== TEXT ZUR ANALYSE ==
Im Winter 2015/16 konnten Leser des Psoriasis-Netzes sich wieder an einem Produkttest beteiligen. Auf Wunsch des Anbieters haben wir ausnahmsweise ein Doppelpack an die Tester geschickt: Die "noreiz-Intensiv-Salbe" und das "noreiz-Akut-Spray". Insgesamt antworteten am Ende 15 Nutzer auf die Abschluss-Fragerunde, nachzulesen in unserem Forum.
Der Geruch beider Produkte hat die große Mehrheit (9) nicht gestört. Angenehm fanden ihn 5 bei der Salbe bzw. 4 beim Spray. Einzelne haben bei beiden überhaupt nichts gerochen.
Eine Salbe zieht normalerweise immer langsamer ein, als ein Spray. Dazu meinten 6 Tester, ihre Einzugszeit sei ausreichend. Ebenso viele fanden aber, die Salbe würde schnell (3) oder sogar sehr schnell (3) einziehen. Wie zu erwarten, waren beim Spray fast alle der Meinung, es ziehe schnell (6) bzw. sehr schnell (8) ein.
Auf die Frage, wie ergiebig die standardmäßig angebotene Menge ist, antworteten fast alle mit gut (11 bei der Salbe, 10 beim Spray) oder sogar sehr gut (3 bei der Salbe, 4 beim Spray).
Bis auf eine Person haben alle die Produkte sehr gut (10 die Salbe, 9 das Spray) bzw. gut (4 die Salbe, 5 das Spray) vertragen.
noreiz und der Juckreiz
Wesentlich war, wie schnell die Produkte bei den Testern auf den Juckreiz gewirkt haben. Dabei gab es bei der Salbe einen Gleichstand von Pro und Contra: So meinten 6, der Juckreiz würde nur langsam verschwinden. Genauso viele fanden dagegen, er würde schnell (4) bzw. sehr schnell (2) vergehen. Nur 3 meinten, der Juckreiz verschwinde mit der Salbe gar nicht. Besser dagegen wurde das Spray bewertet: Zweidrittel fanden, der Juckreiz würde damit schnell (6) oder sehr schnell (4) verschwinden, Eindrittel (5) meinten nur langsam. Niemand hatte das Gefühl, dass das Spray überhaupt nicht auf den Juckreiz wirkt.
Genauso interessant war zu erfahren, wie lange der Effekt anhält. Bei beiden Produkten gab es auch in diesem Punkt ein Unentschieden. So meinte praktisch die Hälfte, der Juckreiz komme schnell wieder (7 bei der Salbe, 8 beim Spray), die andere Hälfte, er bleibe eine zeitlang weg (7 bei der Salbe, 7 beim Spray). Nur ein Tester meinte, bei der Salbe bliebe der Juckreiz längere Zeit weg.

== DATENAUSZUG ==
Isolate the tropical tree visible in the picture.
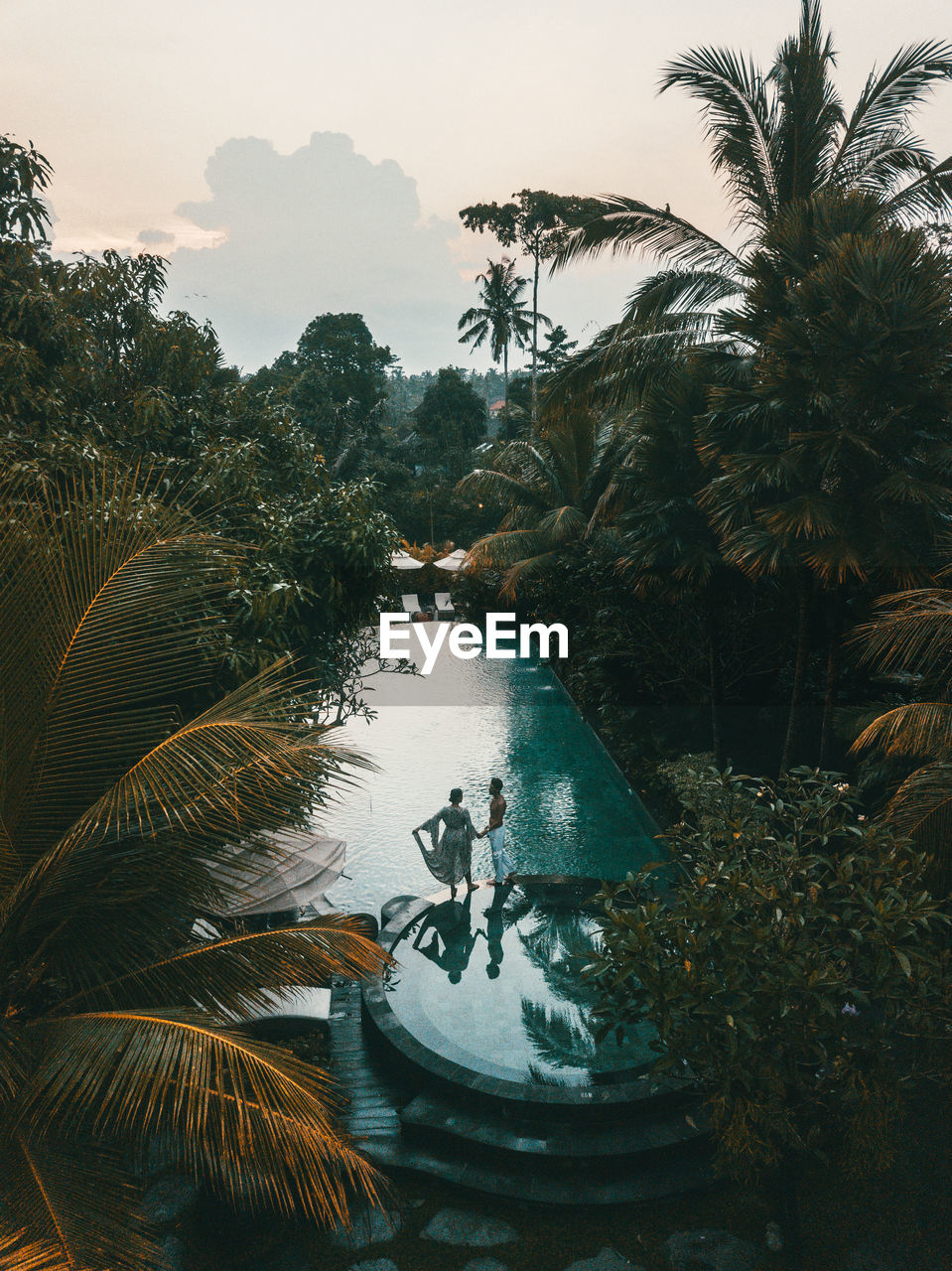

== AUFGABE A ==
Schreiben Sie aus dem Text zum noreiz-Produkttest den Abschnitt von „Der Geruch beider“ bis „das Spray) vertragen.“ wortgetreu ab.
== AUFGABE B ==
Beantworten Sie anhand des Textes zum noreiz-Produkttest die folgenden Fragen:
(i) Wie viele Nutzer antworteten am Ende auf die Abschluss-Fragerunde?
(ii) Wie viele Tester fanden den Geruch der Salbe angenehm?
(iii) Wie viele Tester meinten, der Juckreiz verschwinde mit der Salbe gar nicht?
== AUFGABE C ==
Fahren Sie mit dem Text zum noreiz-Produkttest an der Stelle fort, an der er endet.

== LÖSUNG A ==
Der Geruch beider Produkte hat die große Mehrheit (9) nicht gestört. Angenehm fanden ihn 5 bei der Salbe bzw. 4 beim Spray. Einzelne haben bei beiden überhaupt nichts gerochen.
Eine Salbe zieht normalerweise immer langsamer ein, als ein Spray. Dazu meinten 6 Tester, ihre Einzugszeit sei ausreichend. Ebenso viele fanden aber, die Salbe würde schnell (3) oder sogar sehr schnell (3) einziehen. Wie zu erwarten, waren beim Spray fast alle der Meinung, es ziehe schnell (6) bzw. sehr schnell (8) ein.
Auf die Frage, wie ergiebig die standardmäßig angebotene Menge ist, antworteten fast alle mit gut (11 bei der Salbe, 10 beim Spray) oder sogar sehr gut (3 bei der Salbe, 4 beim Spray).
Bis auf eine Person haben alle die Produkte sehr gut (10 die Salbe, 9 das Spray) bzw. gut (4 die Salbe, 5 das Spray) vertragen.

== LÖSUNG B ==
(i) 15 Nutzer
(ii) 5 Tester
(iii) 3 Tester

== LÖSUNG C ==
Rötungen blieben meist auch mit noreiz
Ähnlich sah es bei der Frage aus, ob die Produkte die Rötung durch die Psoriasis verschwinden lassen würden. Bei den meisten blieb sie überwiegend bestehen (Salbe: 7, Spray:8) oder verschwand nur ein wenig (Salbe: 7, Spray:6). Nur bei einer Testerin haben beide Produkte die Rötung verblassen lassen.
Als letztes sollten die Tester beantworten, ob sie anderen Psoriatikern raten würden, die Produkte auszuprobieren. Die Mehrheit würde beide nur bedingt weiter empfehlen (Salbe: 9, Spray: 10). Überhaupt nicht empfehlen würden sie 4. Dagegen würden 2 Tester das Spray und 1 die Salbe weiter empfehlen.
Kommentar
Eindeutig hatten alle den Eindruck, dass die „noreiz“-Produkte den Juckreiz lindern würden. Das Spray wurde besser bewertet als die Creme. Manche mussten mehrmals sprühen, bis das Jucken verschwand. Ein Patt gab es aber bei der Einschätzung, wie schnell der Effekt eintritt und wie lange er anhalten würde. Die Teilnehmer berichteten, zwischen 10 Sekunden, einer Stunde, aber auch einer halben Nacht juckfrei gewesen zu sein. Die enttäuschte Erwartung ist vermutlich der wesentliche Grund, weshalb die Mehrheit die „noreiz“-Produkte nur eingeschränkt weiter empfehlen würden. "noreiz" hat nicht bei allen Testern wie erhofft gewirkt.
noreiz ist ein Cosmeceutical
Das ist typisch für Produkte, die über die Pflegeeigenschaft hinaus weitere Effekte versprechen, wie eben den Juckreiz zu bekämpfen. Solche Kosmetika nennt man Cosmeceuticals. Meist beschränkt sich ihre tatsächliche pharmazeutische Wirkung auf leichte Fälle. Doch die Werbung verspricht oft etwas anderes.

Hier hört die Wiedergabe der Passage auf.